Aim of the task →
Everything from the line that contains "If you could point to the human" through the final line of the records should be written out exactly, and nothing outside that span.

****

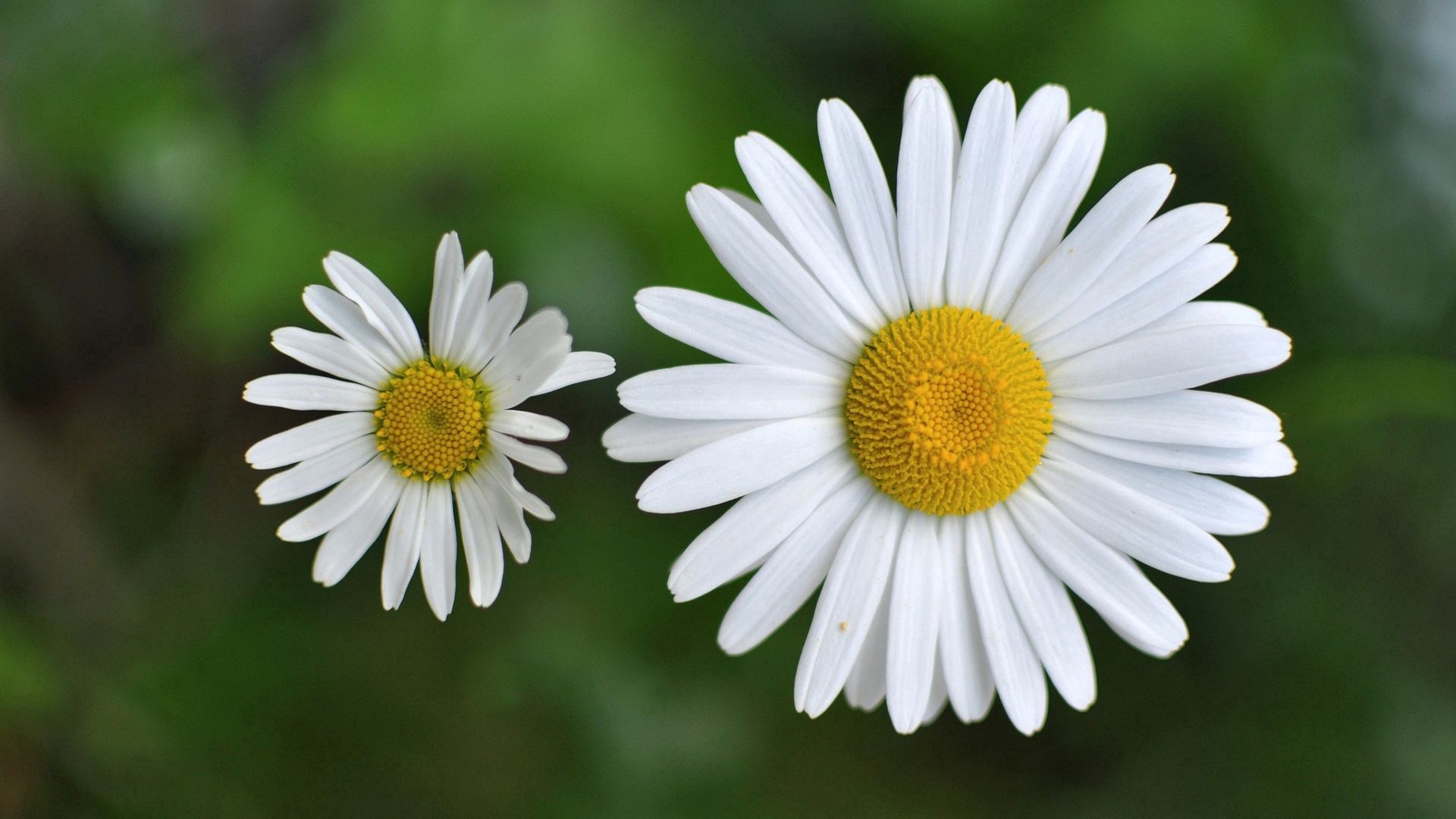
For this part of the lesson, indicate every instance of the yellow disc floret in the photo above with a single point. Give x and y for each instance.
(948, 411)
(431, 422)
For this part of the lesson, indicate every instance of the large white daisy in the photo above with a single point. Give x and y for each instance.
(952, 413)
(416, 428)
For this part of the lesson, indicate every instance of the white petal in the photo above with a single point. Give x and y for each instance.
(1019, 682)
(1107, 579)
(965, 664)
(316, 472)
(437, 554)
(848, 605)
(1046, 614)
(347, 319)
(772, 276)
(915, 623)
(730, 392)
(1164, 242)
(444, 297)
(296, 391)
(471, 314)
(1183, 417)
(1209, 503)
(306, 441)
(1043, 216)
(792, 572)
(482, 545)
(347, 542)
(538, 458)
(1185, 280)
(644, 438)
(381, 306)
(528, 425)
(981, 207)
(402, 544)
(1267, 461)
(533, 352)
(808, 223)
(329, 353)
(927, 174)
(503, 312)
(337, 506)
(1163, 362)
(862, 199)
(755, 526)
(1091, 246)
(730, 331)
(740, 464)
(577, 368)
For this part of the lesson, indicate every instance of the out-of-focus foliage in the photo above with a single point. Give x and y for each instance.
(172, 171)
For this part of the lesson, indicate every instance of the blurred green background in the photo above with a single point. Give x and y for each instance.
(171, 174)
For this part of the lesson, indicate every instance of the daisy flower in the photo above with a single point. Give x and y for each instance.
(419, 439)
(954, 411)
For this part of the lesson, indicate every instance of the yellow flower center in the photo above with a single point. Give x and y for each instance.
(431, 422)
(948, 411)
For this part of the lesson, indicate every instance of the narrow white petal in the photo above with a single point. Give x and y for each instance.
(644, 438)
(731, 331)
(382, 309)
(740, 464)
(402, 545)
(981, 207)
(347, 319)
(808, 223)
(1183, 417)
(915, 623)
(927, 175)
(1019, 682)
(755, 526)
(1267, 461)
(538, 458)
(306, 441)
(730, 392)
(529, 425)
(1046, 614)
(772, 276)
(297, 391)
(848, 604)
(444, 295)
(1209, 503)
(1163, 362)
(482, 545)
(965, 664)
(1158, 246)
(318, 472)
(329, 353)
(577, 368)
(1091, 246)
(865, 210)
(337, 506)
(792, 572)
(437, 554)
(347, 542)
(1185, 280)
(1043, 216)
(1107, 579)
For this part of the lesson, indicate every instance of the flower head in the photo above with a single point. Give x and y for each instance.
(419, 439)
(954, 411)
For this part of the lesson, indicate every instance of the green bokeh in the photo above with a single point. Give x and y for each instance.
(171, 174)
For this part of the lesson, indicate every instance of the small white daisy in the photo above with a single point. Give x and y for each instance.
(954, 413)
(416, 428)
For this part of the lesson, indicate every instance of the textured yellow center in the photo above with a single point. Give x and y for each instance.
(948, 411)
(431, 422)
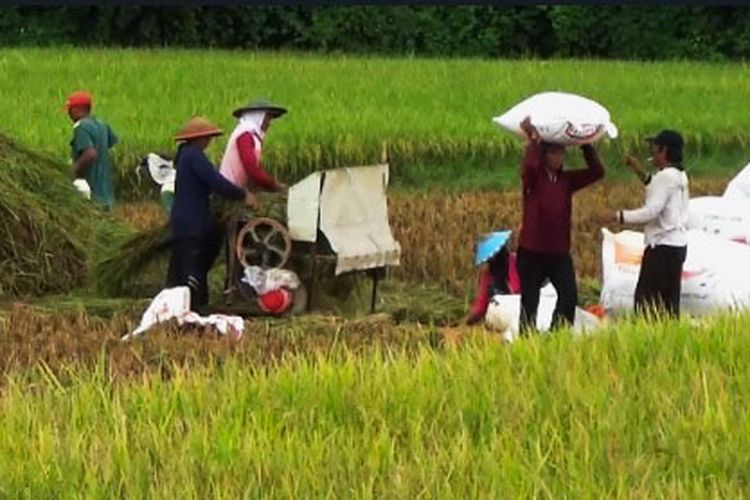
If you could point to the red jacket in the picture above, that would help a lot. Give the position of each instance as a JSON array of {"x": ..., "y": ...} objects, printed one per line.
[
  {"x": 547, "y": 199},
  {"x": 251, "y": 163}
]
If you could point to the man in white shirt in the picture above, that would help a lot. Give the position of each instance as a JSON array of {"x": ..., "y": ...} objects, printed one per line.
[{"x": 664, "y": 216}]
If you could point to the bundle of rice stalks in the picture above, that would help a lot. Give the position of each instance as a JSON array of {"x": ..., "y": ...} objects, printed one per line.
[
  {"x": 123, "y": 266},
  {"x": 50, "y": 236}
]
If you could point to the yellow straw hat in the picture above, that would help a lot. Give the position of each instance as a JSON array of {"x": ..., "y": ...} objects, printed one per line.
[{"x": 198, "y": 127}]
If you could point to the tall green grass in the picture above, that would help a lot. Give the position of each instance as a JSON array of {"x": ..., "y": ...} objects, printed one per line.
[
  {"x": 431, "y": 112},
  {"x": 641, "y": 410}
]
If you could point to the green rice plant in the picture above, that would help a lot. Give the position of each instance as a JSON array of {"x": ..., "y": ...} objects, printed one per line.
[
  {"x": 641, "y": 409},
  {"x": 50, "y": 236}
]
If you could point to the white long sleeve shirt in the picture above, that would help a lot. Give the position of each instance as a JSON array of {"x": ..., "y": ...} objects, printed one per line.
[{"x": 665, "y": 213}]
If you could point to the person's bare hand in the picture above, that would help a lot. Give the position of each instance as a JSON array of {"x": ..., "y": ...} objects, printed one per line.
[
  {"x": 634, "y": 164},
  {"x": 529, "y": 129}
]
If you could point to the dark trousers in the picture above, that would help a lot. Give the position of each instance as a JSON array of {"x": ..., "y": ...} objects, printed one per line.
[
  {"x": 660, "y": 280},
  {"x": 533, "y": 269},
  {"x": 191, "y": 259}
]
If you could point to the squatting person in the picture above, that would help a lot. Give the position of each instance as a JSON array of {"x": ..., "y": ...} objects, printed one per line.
[{"x": 544, "y": 242}]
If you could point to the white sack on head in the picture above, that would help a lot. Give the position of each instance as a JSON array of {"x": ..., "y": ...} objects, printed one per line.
[
  {"x": 562, "y": 118},
  {"x": 727, "y": 218}
]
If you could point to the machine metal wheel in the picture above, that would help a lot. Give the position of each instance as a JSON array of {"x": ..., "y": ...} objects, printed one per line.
[{"x": 263, "y": 242}]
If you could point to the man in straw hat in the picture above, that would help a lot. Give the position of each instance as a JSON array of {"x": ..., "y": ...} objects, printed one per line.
[
  {"x": 92, "y": 139},
  {"x": 196, "y": 236},
  {"x": 241, "y": 162}
]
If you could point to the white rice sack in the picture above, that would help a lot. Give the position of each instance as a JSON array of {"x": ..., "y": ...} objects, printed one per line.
[
  {"x": 716, "y": 274},
  {"x": 562, "y": 118},
  {"x": 727, "y": 218},
  {"x": 739, "y": 186}
]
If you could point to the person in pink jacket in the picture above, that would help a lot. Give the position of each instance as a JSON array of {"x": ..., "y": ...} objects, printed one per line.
[{"x": 241, "y": 163}]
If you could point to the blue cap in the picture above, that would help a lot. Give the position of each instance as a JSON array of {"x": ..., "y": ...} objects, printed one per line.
[{"x": 489, "y": 245}]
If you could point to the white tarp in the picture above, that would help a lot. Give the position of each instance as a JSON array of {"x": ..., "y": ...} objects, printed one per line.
[
  {"x": 559, "y": 117},
  {"x": 354, "y": 218},
  {"x": 716, "y": 274},
  {"x": 302, "y": 208},
  {"x": 739, "y": 186}
]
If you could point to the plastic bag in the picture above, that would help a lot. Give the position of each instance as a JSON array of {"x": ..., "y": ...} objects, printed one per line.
[{"x": 716, "y": 274}]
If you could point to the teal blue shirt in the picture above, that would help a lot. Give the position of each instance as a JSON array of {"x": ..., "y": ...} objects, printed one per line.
[{"x": 92, "y": 132}]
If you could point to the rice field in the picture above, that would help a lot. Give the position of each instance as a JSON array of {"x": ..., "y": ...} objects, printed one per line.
[
  {"x": 433, "y": 114},
  {"x": 395, "y": 405},
  {"x": 640, "y": 410}
]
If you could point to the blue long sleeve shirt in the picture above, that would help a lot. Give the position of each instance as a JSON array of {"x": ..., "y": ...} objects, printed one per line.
[{"x": 196, "y": 179}]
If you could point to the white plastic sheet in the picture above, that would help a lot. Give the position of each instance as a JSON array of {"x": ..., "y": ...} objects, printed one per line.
[{"x": 174, "y": 303}]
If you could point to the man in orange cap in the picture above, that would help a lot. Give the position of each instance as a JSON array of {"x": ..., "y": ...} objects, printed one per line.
[
  {"x": 196, "y": 237},
  {"x": 92, "y": 139}
]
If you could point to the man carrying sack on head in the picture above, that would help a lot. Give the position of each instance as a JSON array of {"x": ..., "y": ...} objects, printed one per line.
[
  {"x": 92, "y": 139},
  {"x": 544, "y": 243},
  {"x": 196, "y": 238},
  {"x": 665, "y": 215},
  {"x": 241, "y": 162}
]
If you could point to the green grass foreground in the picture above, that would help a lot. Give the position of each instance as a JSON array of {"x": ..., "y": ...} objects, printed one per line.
[
  {"x": 640, "y": 410},
  {"x": 434, "y": 113}
]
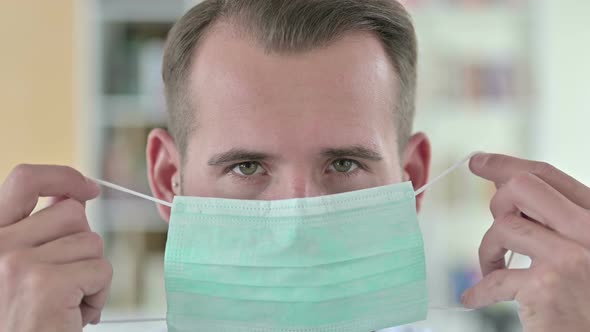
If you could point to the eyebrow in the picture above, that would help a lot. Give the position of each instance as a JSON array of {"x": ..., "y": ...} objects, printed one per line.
[
  {"x": 352, "y": 151},
  {"x": 235, "y": 155}
]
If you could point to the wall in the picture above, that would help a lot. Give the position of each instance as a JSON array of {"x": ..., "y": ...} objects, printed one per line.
[
  {"x": 563, "y": 47},
  {"x": 36, "y": 82}
]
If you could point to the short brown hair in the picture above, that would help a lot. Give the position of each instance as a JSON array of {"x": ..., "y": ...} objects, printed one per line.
[{"x": 290, "y": 26}]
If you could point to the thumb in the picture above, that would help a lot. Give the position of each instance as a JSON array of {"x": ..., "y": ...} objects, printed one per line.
[{"x": 499, "y": 285}]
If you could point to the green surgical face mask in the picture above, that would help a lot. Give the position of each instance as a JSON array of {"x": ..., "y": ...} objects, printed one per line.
[{"x": 350, "y": 262}]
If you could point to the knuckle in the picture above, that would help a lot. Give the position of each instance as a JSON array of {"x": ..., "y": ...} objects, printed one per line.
[
  {"x": 12, "y": 265},
  {"x": 94, "y": 242},
  {"x": 519, "y": 180},
  {"x": 104, "y": 267},
  {"x": 485, "y": 247},
  {"x": 35, "y": 278},
  {"x": 496, "y": 161},
  {"x": 74, "y": 208},
  {"x": 514, "y": 225},
  {"x": 544, "y": 169},
  {"x": 21, "y": 173},
  {"x": 574, "y": 258},
  {"x": 495, "y": 202},
  {"x": 495, "y": 280}
]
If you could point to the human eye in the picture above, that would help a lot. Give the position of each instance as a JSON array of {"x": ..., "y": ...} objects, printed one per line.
[
  {"x": 247, "y": 169},
  {"x": 345, "y": 166}
]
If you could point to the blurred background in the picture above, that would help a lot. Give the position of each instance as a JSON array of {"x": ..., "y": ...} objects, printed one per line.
[{"x": 80, "y": 85}]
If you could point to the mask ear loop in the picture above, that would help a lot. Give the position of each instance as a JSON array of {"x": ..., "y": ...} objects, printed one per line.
[
  {"x": 131, "y": 192},
  {"x": 428, "y": 185}
]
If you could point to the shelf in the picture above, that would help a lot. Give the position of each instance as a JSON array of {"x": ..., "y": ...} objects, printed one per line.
[
  {"x": 456, "y": 30},
  {"x": 133, "y": 111}
]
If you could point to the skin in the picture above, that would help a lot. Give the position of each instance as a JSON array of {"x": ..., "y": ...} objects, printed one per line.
[
  {"x": 302, "y": 113},
  {"x": 295, "y": 117}
]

****

Output for this exercise →
If you could point to the human eye in the picture above, that would help a lot. Give the position of each instance as a JSON array of {"x": ..., "y": ...} objects, printed one per line.
[
  {"x": 247, "y": 169},
  {"x": 345, "y": 166}
]
If you could point to the blurred background in the picture above, that would help a lot. Give the position of each instance as a JSON array of {"x": ..., "y": ...} objects, printed one per line.
[{"x": 80, "y": 85}]
If you could point to the mask ear loop in the picture above, that would help a lot. Give the position of each instance as a JSON array of {"x": ..., "y": ...} objects, printed one per line.
[
  {"x": 131, "y": 192},
  {"x": 428, "y": 185}
]
If you could point to the shelf in the picture above, that would help a lot. Give the position of each instance as a JSON array of {"x": ..., "y": ...} objects, printed one per line.
[
  {"x": 456, "y": 30},
  {"x": 133, "y": 111}
]
If you could point to the skin in the picture above, that would help a lot. Give the position of each instance as a JSON array of {"x": ..., "y": ...} objects, printed one per line.
[
  {"x": 302, "y": 113},
  {"x": 295, "y": 117}
]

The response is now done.